**What is expected**
Write the data out again exactly, with no pictures.

····················

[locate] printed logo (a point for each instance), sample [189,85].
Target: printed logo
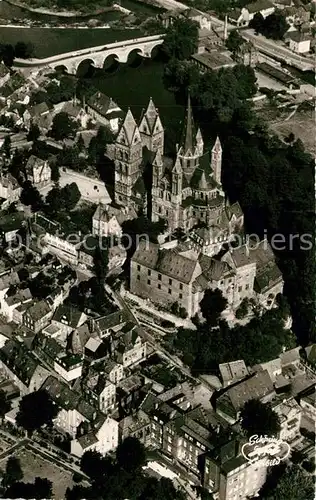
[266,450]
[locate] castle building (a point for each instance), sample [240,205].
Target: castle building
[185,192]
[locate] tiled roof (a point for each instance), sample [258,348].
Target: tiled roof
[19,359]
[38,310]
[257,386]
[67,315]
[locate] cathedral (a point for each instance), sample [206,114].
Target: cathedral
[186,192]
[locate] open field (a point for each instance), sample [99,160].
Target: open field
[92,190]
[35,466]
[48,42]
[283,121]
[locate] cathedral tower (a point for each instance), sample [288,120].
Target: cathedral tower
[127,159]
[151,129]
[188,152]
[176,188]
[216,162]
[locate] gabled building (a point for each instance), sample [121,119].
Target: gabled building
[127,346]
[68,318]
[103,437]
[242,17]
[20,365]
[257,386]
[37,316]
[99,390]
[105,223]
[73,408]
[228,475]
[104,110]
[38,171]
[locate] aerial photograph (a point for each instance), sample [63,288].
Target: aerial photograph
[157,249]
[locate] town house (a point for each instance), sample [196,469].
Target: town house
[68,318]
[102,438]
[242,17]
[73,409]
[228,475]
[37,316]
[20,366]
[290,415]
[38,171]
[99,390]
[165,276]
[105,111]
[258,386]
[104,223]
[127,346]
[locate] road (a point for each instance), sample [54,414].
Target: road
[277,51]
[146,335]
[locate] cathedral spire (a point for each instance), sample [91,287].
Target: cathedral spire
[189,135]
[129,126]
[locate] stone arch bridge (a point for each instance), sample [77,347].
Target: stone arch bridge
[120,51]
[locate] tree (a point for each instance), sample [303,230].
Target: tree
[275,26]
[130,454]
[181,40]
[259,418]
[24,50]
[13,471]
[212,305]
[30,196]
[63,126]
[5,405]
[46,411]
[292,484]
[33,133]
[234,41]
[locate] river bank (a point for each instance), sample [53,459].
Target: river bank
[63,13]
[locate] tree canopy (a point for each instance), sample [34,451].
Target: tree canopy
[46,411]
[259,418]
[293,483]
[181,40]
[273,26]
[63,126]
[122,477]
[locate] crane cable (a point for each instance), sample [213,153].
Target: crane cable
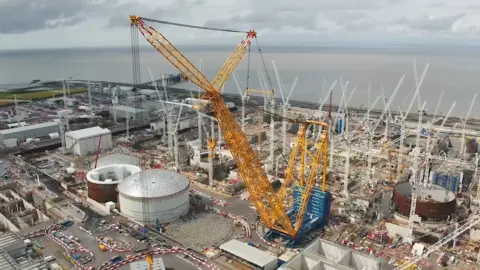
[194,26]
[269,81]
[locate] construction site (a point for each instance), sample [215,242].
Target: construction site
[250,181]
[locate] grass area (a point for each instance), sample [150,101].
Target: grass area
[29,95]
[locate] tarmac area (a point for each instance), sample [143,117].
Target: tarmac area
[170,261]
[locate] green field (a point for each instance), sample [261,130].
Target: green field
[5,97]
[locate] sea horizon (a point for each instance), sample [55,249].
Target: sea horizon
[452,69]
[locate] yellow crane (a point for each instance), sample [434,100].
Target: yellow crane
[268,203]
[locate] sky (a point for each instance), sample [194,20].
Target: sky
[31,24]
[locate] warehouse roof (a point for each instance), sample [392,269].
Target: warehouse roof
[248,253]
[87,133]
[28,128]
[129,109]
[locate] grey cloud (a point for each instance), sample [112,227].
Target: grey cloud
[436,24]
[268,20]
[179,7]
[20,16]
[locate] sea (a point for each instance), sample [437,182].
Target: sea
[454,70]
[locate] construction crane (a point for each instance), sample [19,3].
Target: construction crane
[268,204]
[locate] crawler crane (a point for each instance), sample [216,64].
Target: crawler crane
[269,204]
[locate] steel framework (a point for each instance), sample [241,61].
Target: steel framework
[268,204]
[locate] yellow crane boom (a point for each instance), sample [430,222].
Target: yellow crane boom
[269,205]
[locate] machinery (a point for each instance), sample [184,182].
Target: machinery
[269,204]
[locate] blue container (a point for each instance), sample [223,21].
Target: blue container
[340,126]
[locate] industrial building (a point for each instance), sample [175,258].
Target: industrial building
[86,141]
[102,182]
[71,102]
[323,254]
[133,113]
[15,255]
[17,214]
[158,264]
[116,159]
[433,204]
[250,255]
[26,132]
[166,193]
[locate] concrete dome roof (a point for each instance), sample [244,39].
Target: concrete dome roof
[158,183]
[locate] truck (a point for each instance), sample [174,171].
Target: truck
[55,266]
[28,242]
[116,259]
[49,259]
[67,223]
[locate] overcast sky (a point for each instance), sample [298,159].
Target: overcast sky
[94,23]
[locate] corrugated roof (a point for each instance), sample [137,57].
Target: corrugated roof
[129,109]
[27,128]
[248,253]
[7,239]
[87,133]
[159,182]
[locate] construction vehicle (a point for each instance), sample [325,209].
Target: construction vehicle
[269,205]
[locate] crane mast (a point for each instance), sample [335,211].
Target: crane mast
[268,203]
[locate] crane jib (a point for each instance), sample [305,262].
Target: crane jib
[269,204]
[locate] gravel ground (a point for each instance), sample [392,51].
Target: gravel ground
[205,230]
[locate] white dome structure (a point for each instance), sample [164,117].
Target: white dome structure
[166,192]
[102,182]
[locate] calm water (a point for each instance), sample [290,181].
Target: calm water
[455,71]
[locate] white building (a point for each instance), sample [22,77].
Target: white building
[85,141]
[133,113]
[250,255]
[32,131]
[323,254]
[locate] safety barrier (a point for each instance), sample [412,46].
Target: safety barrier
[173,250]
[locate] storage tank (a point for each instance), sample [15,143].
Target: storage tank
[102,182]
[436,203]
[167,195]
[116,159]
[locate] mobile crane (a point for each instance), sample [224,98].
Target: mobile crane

····················

**The completed task**
[locate] printed logo (a point for each instance), sample [189,85].
Target: printed logo
[266,450]
[locate] castle building (a point for each instance), sample [240,205].
Target: castle building
[185,192]
[locate] tiled roof (a point for each instance), sample [258,348].
Target: tiled roof
[19,359]
[38,310]
[257,386]
[67,315]
[locate] cathedral (a point for each instance), sample [206,114].
Target: cathedral
[186,192]
[locate] open field (a point for each instance), sample [99,160].
Target: open field
[92,190]
[35,466]
[48,42]
[283,121]
[locate] cathedral tower (a point for each instance), sample [288,120].
Target: cathedral tower
[127,159]
[151,129]
[188,152]
[176,188]
[216,162]
[locate] gabled building (a point for each instance), sample [121,119].
Target: gabled building
[127,346]
[68,318]
[103,437]
[242,17]
[20,365]
[257,386]
[37,316]
[99,390]
[105,223]
[73,408]
[228,475]
[104,110]
[38,171]
[locate] aerial photograph (a point for each instance), sample [63,288].
Target: aerial photograph
[157,249]
[locate] town house (a point for each instance), sample [196,469].
Target: town house
[68,318]
[102,438]
[242,17]
[73,409]
[228,475]
[37,316]
[20,366]
[290,415]
[38,171]
[99,390]
[165,276]
[105,111]
[258,386]
[104,223]
[127,346]
[locate] road (a point for each instance), sample [54,414].
Target: road
[277,51]
[146,335]
[locate] cathedral spire (a point for each instance), sample [91,287].
Target: cathedral spire
[189,135]
[129,126]
[locate] stone arch bridge (a point for each instance), sample [77,347].
Target: stone arch bridge
[120,51]
[locate] tree (a point for each instance), sample [303,230].
Target: tree
[275,26]
[130,454]
[181,40]
[259,418]
[24,50]
[13,471]
[212,305]
[30,196]
[63,126]
[5,405]
[46,411]
[292,484]
[33,133]
[234,41]
[locate] river bank (a point for each instance), sample [53,459].
Target: river bank
[63,13]
[locate] tree canopy (a point for each instance), sample [34,451].
Target: tree canopy
[46,411]
[259,418]
[293,483]
[181,40]
[273,26]
[63,126]
[122,477]
[locate] crane cable (a point for each instance), sample [213,153].
Target: crane cable
[194,26]
[269,81]
[locate] construction site (a point for each instance), sample [215,242].
Target: construction site
[250,181]
[locate] grass area (a point for each instance), sample [150,101].
Target: grass area
[29,95]
[locate] tarmac area (a point for each instance), sample [143,117].
Target: tarmac area
[170,261]
[locate] green field (a point for each instance), sample [261,130].
Target: green field
[5,97]
[locate] sea horizon (a point for each instance), sample [55,249].
Target: sea horizon
[452,69]
[locate] yellow crane (a point for each instance), sample [434,100].
Target: yellow crane
[268,203]
[locate] sky (a point for each instance), sample [194,20].
Target: sky
[31,24]
[locate] warehouse roof (a point for each instance), sample [392,269].
Target: warehouse roof
[248,253]
[87,133]
[28,128]
[129,109]
[locate] grey cloud (a point for each instance), sample [112,227].
Target: grey cloud
[436,24]
[268,20]
[179,7]
[20,16]
[locate] sea (a point for each instance), sample [437,182].
Target: sea
[454,70]
[locate] construction crane (a point for each instance), sample [19,3].
Target: construction crane
[268,204]
[locate] crawler crane (a point for each instance), sample [216,64].
Target: crawler crane
[269,204]
[locate] steel framework (a point for each instance), sample [241,61].
Target: steel framework
[268,204]
[locate] yellow crane boom (a point for each instance), sample [430,222].
Target: yellow crane boom
[269,205]
[locate] machinery (a point for each instance), sample [184,182].
Target: machinery
[269,204]
[locate] blue container (a point for each instance), sample [223,21].
Target: blue container
[340,126]
[locate] industrial building (a point for each instance), sample [175,258].
Target: industrial building
[86,141]
[102,182]
[71,102]
[323,254]
[133,113]
[15,255]
[17,214]
[158,264]
[116,159]
[433,204]
[250,255]
[26,132]
[166,193]
[locate] concrete dome roof (a point for each instance), sample [244,39].
Target: concrete dome roof
[158,183]
[locate] truck (a point for each instance), sample [174,171].
Target: truck
[55,266]
[28,242]
[116,259]
[49,259]
[67,223]
[locate] overcast sky (a point for each instance), sample [298,159].
Target: overcast sky
[94,23]
[locate] corrugated roof (a point for each instance), sample [137,57].
Target: corrugated roof
[129,109]
[27,128]
[248,253]
[7,239]
[87,133]
[159,182]
[locate] construction vehicle (a point for each instance), sample [325,209].
Target: construction vehicle
[269,205]
[locate] crane mast (a point for each instance), sample [335,211].
Target: crane mast
[268,203]
[locate] crane jib (a point for each instance), sample [305,262].
Target: crane jib
[269,204]
[locate] gravel ground (a point for each instance), sample [392,51].
Target: gravel ground
[205,230]
[locate] white dome structure (a point for each instance), sample [164,117].
Target: white dome structure
[166,192]
[102,182]
[locate] calm water (a point for each instance), sample [290,181].
Target: calm water
[455,71]
[locate] white building (a point for each instance), sample [22,77].
Target: white building
[85,141]
[133,113]
[250,255]
[32,131]
[323,254]
[locate] safety barrier (a point for each instance), sample [412,46].
Target: safety barrier
[173,250]
[locate] storage tank (a point for each instance), sample [15,143].
Target: storage tank
[102,182]
[436,203]
[167,195]
[116,159]
[locate] mobile crane (a point for each instance), sample [224,98].
Target: mobile crane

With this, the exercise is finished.